Brief. Reproduce the passage of the article on the dissolvable pacemaker starting at "Right now, their" and ending at "useful, Efimov said.", substituting "obstacle" for "hurdle".

A team of scientists created a novel type of temporary pacemaker — one that dissolves on its own, without requiring any removal. In their latest research, they’ve paired the pacemaker with a series of wireless sensors on the skin, which should allow it to smartly monitor a patient’s vital signs and adjust its pacing autonomously. Should the device continue to show promise, it could one day be used in patients undergoing cardiac surgery or who otherwise only need a pacemaker for a short while.
Last year, researchers at Northwestern University and George Washington University debuted the first version of the pacemaker.
The thin, flexible device was designed to be fully biocompatible, meaning that none of its components would trigger a toxic or immune response from the body. It also wouldn’t require batteries or leads — wires connected to the heart that allow a pacemaker to regulate a person’s heart beat by sending electrical pulses — to operate. And it was made to be bioresorbable, with water-soluble metals and other components that dissolve in bodily fluid over several weeks. When a pacemaker needs to be removed or replaced, doctors have to surgically extract the leads and electrodes attached to the heart. While this procedure is typically safe, it can raise the risk of infection or other complications. Those are risks that the team’s device would in theory be able to avoid completely.
In their new study, published Thursday in Science, the group has added more features to their pacemaker. According to author Igor Efimov, a professor of biomedical engineering and professor of medicine at Northwestern University, the pacemaker now comes with a “fully integrated network of wearable devices” attached to a patient’s skin, four in total.
These devices not only monitor a person’s heartbeat and other vital signs like body temperature — they also wirelessly power the pacemaker and control its pacing automatically as needed. Doctors can remotely monitor the data collected by the device via a computer network. And in experiments with living rodents and dogs, as well as human hearts in the lab, the pacemaker and its closed loop system seemed to work as intended.
Efimov estimates that tens of thousands of patients could benefit from this technology. “These patients include newborns with heart defects, adults after surgery to repair a heart valve or bypass a blocked coronary artery, or other patients who need a temporary pacemaker before a permanent one can be installed,” he said.
These new findings, while important, still represent the early stages of research. Efimov and his team plan to conduct larger animal studies of their tech before they move on to human trials. But they have already received interest from several companies and venture firms interested in helping further develop it. And they believe that if everything continues to go well, their device could reach the clinic within the next two to three years.
Right now, their pacemaker is only intended to be implanted outside the heart, and it’s proven to be more of a challenge to create one that can safely dissolve inside the heart. But should they overcome that hurdle, it would allow the technology to become even more broadly useful, Efimov said.

Entries provided.
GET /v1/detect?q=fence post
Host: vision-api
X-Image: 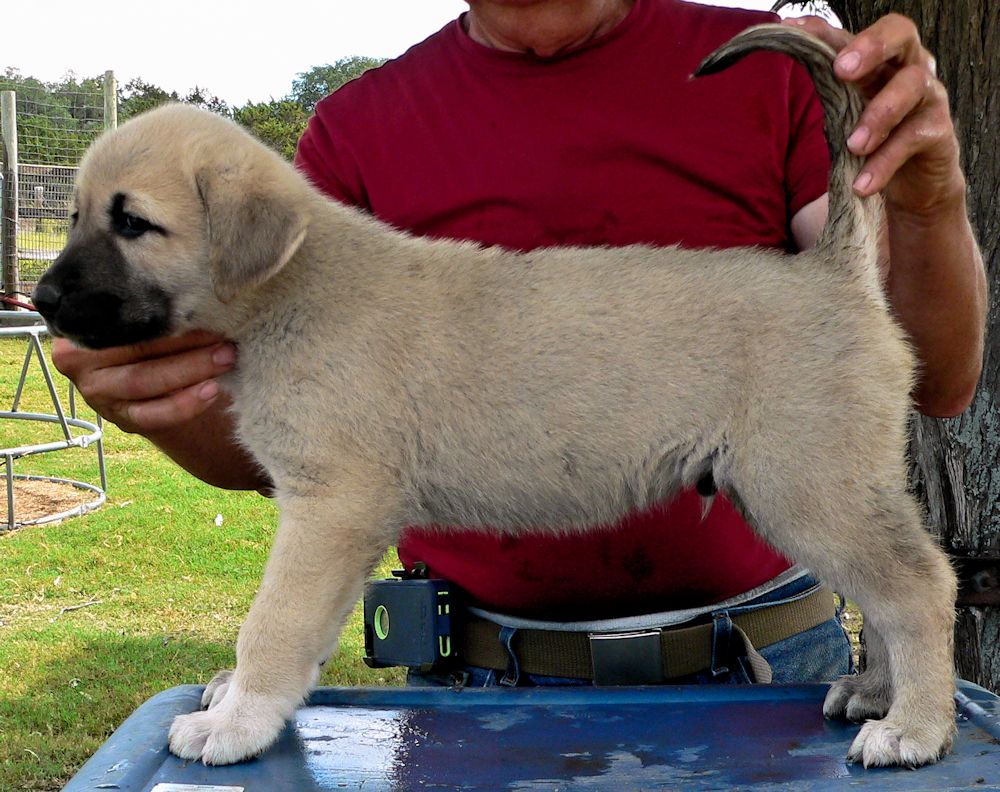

[104,71,118,129]
[0,91,21,297]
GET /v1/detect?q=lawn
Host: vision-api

[0,338,402,792]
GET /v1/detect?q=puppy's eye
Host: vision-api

[108,193,167,239]
[114,212,153,239]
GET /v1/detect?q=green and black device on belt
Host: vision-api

[364,564,456,673]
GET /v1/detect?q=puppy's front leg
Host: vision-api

[170,484,391,764]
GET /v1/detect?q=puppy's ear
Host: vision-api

[196,167,308,303]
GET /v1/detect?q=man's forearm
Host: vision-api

[887,188,987,417]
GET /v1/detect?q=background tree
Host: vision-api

[288,55,385,114]
[233,99,310,161]
[788,0,1000,690]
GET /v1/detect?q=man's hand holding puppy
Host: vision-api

[53,14,986,476]
[52,331,268,490]
[785,14,987,417]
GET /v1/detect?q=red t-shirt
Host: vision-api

[296,0,829,619]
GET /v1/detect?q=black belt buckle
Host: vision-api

[589,630,663,685]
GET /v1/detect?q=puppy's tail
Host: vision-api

[695,24,882,291]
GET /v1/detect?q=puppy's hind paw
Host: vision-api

[823,674,892,722]
[847,718,955,767]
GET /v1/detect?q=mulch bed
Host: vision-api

[0,476,95,529]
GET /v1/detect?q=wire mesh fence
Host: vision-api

[0,72,116,297]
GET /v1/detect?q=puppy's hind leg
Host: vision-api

[170,470,402,764]
[823,624,892,722]
[731,440,955,766]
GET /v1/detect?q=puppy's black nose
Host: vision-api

[31,280,62,316]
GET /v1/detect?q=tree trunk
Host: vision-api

[828,0,1000,691]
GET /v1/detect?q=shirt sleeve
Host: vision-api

[785,63,830,220]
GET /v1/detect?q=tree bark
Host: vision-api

[827,0,1000,691]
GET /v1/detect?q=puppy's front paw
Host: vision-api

[823,674,892,722]
[170,690,285,765]
[847,718,955,767]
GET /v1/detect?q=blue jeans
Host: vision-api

[406,575,854,687]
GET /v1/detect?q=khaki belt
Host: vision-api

[458,585,836,684]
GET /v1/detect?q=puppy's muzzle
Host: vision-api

[32,232,171,349]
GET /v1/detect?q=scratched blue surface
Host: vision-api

[64,683,1000,792]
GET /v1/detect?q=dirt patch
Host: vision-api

[0,476,95,528]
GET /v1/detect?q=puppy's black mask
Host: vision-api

[32,231,171,349]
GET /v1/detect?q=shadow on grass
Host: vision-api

[0,633,233,790]
[0,632,403,792]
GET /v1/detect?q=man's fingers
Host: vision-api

[93,344,236,401]
[847,66,932,156]
[122,380,222,434]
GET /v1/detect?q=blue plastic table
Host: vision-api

[64,683,1000,792]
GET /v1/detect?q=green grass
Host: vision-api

[0,339,402,792]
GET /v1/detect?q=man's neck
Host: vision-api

[465,0,634,58]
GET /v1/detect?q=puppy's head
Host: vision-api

[33,105,310,348]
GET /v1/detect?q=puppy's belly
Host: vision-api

[408,440,696,533]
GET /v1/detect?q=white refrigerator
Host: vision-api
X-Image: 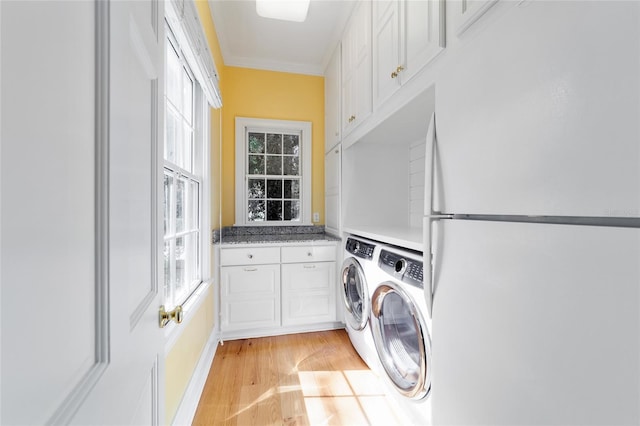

[423,1,640,425]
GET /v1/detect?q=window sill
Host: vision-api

[164,280,212,355]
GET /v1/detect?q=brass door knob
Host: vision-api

[159,305,184,328]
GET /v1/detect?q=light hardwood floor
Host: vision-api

[193,330,407,426]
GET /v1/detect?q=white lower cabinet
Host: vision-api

[282,262,336,325]
[221,264,280,331]
[220,244,337,336]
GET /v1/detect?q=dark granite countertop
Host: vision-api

[213,226,340,244]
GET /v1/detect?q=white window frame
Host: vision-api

[161,23,211,312]
[235,117,313,226]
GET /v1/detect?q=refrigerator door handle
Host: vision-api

[424,113,436,216]
[422,216,433,319]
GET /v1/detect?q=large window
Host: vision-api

[164,27,206,306]
[236,118,311,225]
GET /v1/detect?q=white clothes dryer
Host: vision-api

[340,235,380,373]
[369,245,431,425]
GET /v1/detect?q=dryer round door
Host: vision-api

[371,282,431,399]
[341,257,371,330]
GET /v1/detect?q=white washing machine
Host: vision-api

[340,235,380,373]
[368,244,431,425]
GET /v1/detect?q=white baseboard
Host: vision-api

[220,321,344,341]
[171,328,220,426]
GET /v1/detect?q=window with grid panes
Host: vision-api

[164,27,203,306]
[236,118,311,225]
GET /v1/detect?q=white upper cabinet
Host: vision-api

[373,0,445,106]
[324,43,342,153]
[341,1,372,136]
[324,144,342,236]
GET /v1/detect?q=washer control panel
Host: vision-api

[378,249,424,288]
[345,238,375,260]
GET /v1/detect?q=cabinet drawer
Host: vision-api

[282,262,336,294]
[221,265,280,299]
[282,246,336,263]
[220,247,280,266]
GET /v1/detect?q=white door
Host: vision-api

[0,1,164,424]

Answer to the exercise.
Right now, their pacemaker is only intended to be implanted outside the heart, and it’s proven to be more of a challenge to create one that can safely dissolve inside the heart. But should they overcome that obstacle, it would allow the technology to become even more broadly useful, Efimov said.